# Work instructions
Scan the records for "accurate". Report each line that includes it.

# Stored data entries

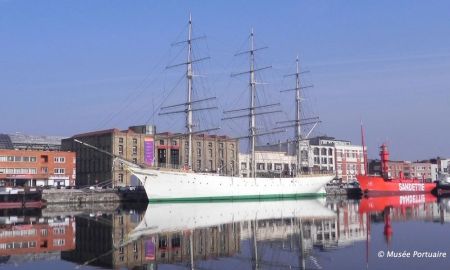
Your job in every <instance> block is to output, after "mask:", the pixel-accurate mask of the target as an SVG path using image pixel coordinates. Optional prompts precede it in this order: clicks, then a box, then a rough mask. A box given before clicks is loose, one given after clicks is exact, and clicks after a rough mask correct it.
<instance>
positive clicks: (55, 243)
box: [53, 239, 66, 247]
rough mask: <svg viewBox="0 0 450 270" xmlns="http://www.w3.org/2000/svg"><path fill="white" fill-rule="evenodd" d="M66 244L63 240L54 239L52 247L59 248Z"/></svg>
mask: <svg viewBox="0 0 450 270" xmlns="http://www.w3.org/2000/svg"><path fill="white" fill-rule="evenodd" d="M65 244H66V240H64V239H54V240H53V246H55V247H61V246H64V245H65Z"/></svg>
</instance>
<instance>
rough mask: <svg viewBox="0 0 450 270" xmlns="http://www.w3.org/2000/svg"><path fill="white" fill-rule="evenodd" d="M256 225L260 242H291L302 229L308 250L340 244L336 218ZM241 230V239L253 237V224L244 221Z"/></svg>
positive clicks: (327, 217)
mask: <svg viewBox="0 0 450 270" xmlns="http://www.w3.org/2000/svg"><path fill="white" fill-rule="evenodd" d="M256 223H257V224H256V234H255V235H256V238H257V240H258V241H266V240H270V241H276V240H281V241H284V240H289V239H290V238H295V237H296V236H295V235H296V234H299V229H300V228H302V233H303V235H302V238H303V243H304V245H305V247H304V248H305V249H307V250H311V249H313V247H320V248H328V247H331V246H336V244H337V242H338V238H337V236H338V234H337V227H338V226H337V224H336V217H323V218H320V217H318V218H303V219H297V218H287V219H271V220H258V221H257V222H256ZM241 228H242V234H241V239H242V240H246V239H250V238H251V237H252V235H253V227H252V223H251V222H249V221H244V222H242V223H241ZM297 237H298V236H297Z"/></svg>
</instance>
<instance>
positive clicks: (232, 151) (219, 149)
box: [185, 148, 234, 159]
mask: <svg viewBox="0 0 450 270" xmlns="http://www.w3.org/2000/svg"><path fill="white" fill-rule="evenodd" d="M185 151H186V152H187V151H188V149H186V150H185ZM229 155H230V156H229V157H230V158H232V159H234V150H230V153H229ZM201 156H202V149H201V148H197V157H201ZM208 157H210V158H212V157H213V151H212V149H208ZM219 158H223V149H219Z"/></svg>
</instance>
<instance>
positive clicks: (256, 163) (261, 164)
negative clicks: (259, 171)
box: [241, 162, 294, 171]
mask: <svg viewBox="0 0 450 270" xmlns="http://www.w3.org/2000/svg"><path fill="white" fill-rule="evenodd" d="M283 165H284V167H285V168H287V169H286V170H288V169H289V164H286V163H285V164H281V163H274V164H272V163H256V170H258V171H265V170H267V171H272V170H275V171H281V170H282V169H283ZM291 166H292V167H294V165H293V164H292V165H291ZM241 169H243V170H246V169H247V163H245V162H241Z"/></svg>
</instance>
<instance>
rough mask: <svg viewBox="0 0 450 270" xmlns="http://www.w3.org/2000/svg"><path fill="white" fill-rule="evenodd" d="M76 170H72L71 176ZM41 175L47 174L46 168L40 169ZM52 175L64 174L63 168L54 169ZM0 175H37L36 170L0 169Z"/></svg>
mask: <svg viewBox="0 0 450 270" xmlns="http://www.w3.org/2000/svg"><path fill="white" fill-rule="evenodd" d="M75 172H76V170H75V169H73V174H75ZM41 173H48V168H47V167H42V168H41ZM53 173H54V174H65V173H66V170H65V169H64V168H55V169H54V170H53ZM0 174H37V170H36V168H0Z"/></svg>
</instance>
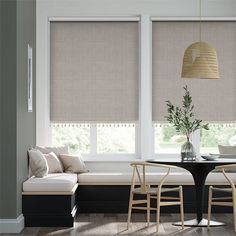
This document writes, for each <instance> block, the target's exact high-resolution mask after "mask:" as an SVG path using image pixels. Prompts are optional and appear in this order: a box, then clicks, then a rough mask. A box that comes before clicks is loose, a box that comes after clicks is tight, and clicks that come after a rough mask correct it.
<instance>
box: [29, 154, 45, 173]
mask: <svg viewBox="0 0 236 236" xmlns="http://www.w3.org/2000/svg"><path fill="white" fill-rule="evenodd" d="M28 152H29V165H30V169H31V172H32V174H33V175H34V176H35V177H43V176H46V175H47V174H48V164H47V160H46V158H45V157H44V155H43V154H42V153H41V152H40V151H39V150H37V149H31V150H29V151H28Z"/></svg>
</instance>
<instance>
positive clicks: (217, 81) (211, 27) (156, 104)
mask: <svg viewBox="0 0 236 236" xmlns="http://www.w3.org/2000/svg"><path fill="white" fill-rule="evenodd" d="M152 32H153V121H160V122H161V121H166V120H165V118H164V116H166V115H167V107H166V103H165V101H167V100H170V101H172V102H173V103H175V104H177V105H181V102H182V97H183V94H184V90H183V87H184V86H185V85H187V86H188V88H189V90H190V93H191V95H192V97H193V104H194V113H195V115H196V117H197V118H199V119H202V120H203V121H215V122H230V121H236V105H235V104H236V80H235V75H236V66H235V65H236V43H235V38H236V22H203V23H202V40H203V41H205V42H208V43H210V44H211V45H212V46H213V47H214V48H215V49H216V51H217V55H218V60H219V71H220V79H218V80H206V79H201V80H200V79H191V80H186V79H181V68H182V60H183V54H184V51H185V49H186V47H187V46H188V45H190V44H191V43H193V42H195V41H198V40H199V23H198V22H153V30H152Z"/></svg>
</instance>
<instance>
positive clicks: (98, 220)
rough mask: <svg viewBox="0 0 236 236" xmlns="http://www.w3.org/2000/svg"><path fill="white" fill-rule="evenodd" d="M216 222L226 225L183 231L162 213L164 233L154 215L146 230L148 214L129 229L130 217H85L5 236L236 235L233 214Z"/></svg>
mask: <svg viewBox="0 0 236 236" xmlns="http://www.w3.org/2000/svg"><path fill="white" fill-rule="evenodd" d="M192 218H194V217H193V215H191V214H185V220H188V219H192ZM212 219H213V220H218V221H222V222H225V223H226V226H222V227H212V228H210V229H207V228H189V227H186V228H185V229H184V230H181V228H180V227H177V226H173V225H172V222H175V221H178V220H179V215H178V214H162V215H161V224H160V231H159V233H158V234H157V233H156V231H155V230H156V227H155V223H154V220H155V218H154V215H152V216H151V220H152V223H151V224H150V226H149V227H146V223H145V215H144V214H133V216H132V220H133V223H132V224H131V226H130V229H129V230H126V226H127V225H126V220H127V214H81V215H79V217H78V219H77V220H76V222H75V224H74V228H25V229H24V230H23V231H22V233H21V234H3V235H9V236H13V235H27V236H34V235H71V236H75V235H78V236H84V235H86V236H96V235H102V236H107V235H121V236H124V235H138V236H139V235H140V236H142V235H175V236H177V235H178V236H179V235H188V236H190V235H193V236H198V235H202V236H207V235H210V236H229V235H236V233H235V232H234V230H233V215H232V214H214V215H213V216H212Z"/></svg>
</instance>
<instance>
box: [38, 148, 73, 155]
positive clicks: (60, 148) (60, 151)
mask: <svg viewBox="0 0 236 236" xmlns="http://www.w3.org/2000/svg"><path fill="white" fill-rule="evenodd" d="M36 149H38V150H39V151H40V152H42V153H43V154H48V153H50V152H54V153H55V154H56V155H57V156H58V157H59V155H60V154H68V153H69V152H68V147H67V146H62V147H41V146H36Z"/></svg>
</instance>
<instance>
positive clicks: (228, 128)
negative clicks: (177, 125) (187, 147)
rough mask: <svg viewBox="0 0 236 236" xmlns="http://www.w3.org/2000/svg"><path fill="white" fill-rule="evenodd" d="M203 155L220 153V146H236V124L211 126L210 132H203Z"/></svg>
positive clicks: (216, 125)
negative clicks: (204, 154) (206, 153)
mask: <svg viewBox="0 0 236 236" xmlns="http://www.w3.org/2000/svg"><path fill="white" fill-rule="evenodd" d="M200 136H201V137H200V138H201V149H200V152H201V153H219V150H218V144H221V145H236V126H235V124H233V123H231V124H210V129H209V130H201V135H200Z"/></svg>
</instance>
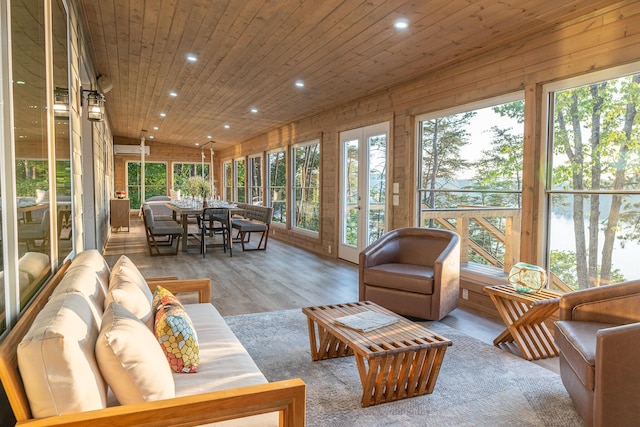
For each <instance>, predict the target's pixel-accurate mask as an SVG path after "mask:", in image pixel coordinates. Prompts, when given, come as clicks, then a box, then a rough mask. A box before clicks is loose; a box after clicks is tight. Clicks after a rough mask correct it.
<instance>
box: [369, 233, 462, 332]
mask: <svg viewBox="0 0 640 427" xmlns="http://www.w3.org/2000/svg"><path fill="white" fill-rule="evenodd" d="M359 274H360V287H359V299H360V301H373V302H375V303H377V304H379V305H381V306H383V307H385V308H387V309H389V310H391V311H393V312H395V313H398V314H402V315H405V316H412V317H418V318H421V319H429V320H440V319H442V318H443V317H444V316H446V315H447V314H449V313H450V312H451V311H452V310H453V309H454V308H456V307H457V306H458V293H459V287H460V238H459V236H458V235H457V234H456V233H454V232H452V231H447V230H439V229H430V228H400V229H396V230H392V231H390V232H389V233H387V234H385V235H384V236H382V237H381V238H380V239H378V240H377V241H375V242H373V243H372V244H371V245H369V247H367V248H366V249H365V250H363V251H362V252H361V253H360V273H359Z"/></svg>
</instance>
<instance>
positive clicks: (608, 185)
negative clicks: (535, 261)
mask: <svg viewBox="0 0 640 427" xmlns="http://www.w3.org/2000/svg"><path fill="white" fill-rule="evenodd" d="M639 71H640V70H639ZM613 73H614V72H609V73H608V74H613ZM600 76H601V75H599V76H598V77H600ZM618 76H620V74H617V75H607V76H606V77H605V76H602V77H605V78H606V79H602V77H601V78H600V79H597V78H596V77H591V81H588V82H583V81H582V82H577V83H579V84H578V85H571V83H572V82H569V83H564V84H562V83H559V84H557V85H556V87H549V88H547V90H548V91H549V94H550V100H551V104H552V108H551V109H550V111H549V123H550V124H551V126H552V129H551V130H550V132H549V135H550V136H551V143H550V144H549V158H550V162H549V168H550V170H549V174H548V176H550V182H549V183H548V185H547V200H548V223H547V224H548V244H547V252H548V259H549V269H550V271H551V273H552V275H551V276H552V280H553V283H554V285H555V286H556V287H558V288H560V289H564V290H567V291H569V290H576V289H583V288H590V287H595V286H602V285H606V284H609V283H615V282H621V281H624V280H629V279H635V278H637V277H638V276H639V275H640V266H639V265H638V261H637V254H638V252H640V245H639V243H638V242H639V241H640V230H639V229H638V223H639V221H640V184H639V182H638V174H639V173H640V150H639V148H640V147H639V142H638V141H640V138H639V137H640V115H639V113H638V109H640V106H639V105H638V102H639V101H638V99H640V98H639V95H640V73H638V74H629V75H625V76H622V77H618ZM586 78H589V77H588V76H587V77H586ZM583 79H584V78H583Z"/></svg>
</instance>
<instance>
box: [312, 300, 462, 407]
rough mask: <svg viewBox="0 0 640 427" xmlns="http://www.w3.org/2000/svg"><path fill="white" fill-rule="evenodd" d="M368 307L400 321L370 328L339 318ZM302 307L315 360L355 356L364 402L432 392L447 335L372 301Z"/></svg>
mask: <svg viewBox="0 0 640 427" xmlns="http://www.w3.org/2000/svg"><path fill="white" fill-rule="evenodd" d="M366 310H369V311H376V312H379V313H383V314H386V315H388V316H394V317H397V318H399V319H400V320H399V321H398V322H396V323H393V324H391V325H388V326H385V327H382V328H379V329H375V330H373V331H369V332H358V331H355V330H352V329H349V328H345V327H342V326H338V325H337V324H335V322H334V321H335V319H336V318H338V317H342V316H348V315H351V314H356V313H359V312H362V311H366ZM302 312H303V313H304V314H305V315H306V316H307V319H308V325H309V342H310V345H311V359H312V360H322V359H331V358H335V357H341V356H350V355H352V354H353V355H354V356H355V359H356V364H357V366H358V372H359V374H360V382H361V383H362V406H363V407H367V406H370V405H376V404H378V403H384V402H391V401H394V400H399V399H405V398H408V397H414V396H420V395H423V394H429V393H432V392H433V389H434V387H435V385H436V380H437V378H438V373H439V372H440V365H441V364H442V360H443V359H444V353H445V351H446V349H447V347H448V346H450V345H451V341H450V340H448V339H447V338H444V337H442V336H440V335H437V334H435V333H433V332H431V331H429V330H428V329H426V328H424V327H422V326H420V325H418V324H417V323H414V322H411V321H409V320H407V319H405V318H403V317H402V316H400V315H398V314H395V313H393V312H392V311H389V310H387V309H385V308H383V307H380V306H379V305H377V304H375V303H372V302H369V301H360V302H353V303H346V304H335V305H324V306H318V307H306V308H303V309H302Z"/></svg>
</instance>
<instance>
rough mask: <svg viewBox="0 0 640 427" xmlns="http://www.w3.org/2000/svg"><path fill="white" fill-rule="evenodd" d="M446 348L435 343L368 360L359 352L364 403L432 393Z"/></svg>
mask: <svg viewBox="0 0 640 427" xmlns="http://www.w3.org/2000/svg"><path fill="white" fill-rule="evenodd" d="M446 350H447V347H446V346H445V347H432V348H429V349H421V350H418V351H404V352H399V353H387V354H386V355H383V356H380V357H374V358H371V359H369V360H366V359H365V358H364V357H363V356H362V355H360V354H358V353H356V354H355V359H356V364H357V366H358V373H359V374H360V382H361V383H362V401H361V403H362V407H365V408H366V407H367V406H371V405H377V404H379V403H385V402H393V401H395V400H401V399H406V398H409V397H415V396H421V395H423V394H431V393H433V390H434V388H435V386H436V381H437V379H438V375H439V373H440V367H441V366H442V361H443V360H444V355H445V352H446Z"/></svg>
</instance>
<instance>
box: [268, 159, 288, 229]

# Exercise result
Your job in every <instance> block is to output, after "mask:", the pixel-accurate mask of the target as an SVG path using image pixel coordinates. Optional prompts precede it in this order: clicks, then a box, then a rough mask. A box given before clicks is loose, one given after clicks is exact, and clicks after a rough mask correct it.
For each <instance>, predict the target's pixel-accurate mask as an SVG path after "mask:", in image pixel coordinates. Prompts, when given, come as clicks, then a box, then a rough mask. A box before clicks is loose; a box after clicks is tight. Clicks after a rough mask correct it.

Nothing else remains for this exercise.